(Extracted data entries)
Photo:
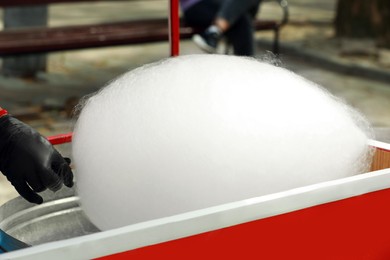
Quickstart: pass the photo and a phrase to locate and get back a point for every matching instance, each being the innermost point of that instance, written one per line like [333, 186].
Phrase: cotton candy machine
[59, 217]
[354, 208]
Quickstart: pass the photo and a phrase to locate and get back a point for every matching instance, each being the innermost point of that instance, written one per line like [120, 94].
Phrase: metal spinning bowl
[59, 217]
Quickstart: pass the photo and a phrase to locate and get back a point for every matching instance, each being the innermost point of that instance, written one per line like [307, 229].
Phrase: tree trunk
[364, 19]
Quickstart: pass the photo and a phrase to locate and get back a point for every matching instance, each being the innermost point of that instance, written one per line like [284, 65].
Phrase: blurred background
[343, 45]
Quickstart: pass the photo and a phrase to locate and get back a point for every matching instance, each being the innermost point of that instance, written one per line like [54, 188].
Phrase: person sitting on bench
[232, 18]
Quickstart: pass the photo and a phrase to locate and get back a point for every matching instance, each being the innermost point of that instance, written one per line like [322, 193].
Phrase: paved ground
[308, 43]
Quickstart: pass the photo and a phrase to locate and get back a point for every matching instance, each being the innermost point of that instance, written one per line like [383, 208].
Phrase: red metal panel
[353, 228]
[174, 27]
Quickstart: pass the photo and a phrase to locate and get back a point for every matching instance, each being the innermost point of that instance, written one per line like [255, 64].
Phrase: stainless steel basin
[59, 217]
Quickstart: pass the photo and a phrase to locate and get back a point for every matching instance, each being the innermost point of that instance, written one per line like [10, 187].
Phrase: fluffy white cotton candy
[201, 130]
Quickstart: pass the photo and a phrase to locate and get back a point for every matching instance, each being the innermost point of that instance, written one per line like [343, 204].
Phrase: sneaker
[208, 40]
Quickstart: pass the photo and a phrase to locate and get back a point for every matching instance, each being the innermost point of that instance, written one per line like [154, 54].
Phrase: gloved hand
[29, 161]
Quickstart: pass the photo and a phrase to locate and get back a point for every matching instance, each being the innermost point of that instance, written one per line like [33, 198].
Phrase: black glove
[29, 161]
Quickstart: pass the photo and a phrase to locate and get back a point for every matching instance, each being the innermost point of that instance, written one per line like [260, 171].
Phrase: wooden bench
[43, 40]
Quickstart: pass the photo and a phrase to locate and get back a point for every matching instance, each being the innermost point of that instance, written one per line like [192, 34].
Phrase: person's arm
[29, 161]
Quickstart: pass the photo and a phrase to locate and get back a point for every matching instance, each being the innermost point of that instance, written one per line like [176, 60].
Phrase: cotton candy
[197, 131]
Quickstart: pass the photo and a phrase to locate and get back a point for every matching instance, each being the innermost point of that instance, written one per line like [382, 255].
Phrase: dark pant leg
[240, 35]
[201, 14]
[232, 10]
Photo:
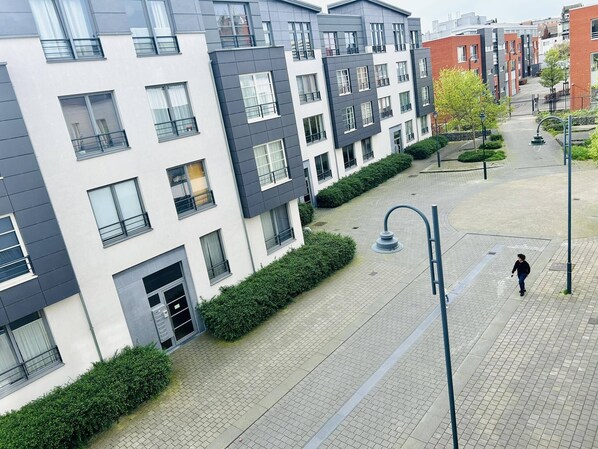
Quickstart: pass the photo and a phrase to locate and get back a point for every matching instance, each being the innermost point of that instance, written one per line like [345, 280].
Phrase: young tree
[460, 96]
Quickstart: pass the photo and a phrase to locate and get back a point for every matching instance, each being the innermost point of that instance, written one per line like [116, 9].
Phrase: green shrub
[349, 187]
[306, 213]
[241, 308]
[68, 416]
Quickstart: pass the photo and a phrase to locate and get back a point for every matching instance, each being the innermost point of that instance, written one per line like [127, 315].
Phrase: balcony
[299, 55]
[160, 45]
[100, 143]
[28, 368]
[238, 41]
[176, 128]
[315, 137]
[192, 203]
[123, 229]
[60, 49]
[310, 97]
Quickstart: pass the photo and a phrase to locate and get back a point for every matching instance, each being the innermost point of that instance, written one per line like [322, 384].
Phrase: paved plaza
[358, 362]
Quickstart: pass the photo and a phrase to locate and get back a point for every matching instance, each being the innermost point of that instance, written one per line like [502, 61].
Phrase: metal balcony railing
[100, 143]
[176, 128]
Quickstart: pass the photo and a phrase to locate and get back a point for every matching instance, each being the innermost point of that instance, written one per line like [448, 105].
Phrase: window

__EXERCISE__
Can you output everything from the line containing "like [322, 384]." down to the end of the data as a JSON list of strings, one per line, with blank lines left out?

__WRITTEN REPLY__
[
  "Quickstart: pass the photo and a phrase to locate and get back a point for every matching instance, each being the innermost point of that instance, written one per line like [322, 384].",
  "Phrase: paved plaza",
  "[358, 362]",
  "Quickstart: pass the photo and a phrase to locate and get back a point for every matching instance, each being the innermost point of that instance, written one per line like [502, 61].",
  "Phrase: metal balcony railing",
  "[100, 143]",
  "[176, 128]",
  "Quickstart: pass the photo and a phrase to locate and get back a point for every matching instance, each being the innermost point of that instance, written one per line like [448, 105].",
  "Phrase: window"
]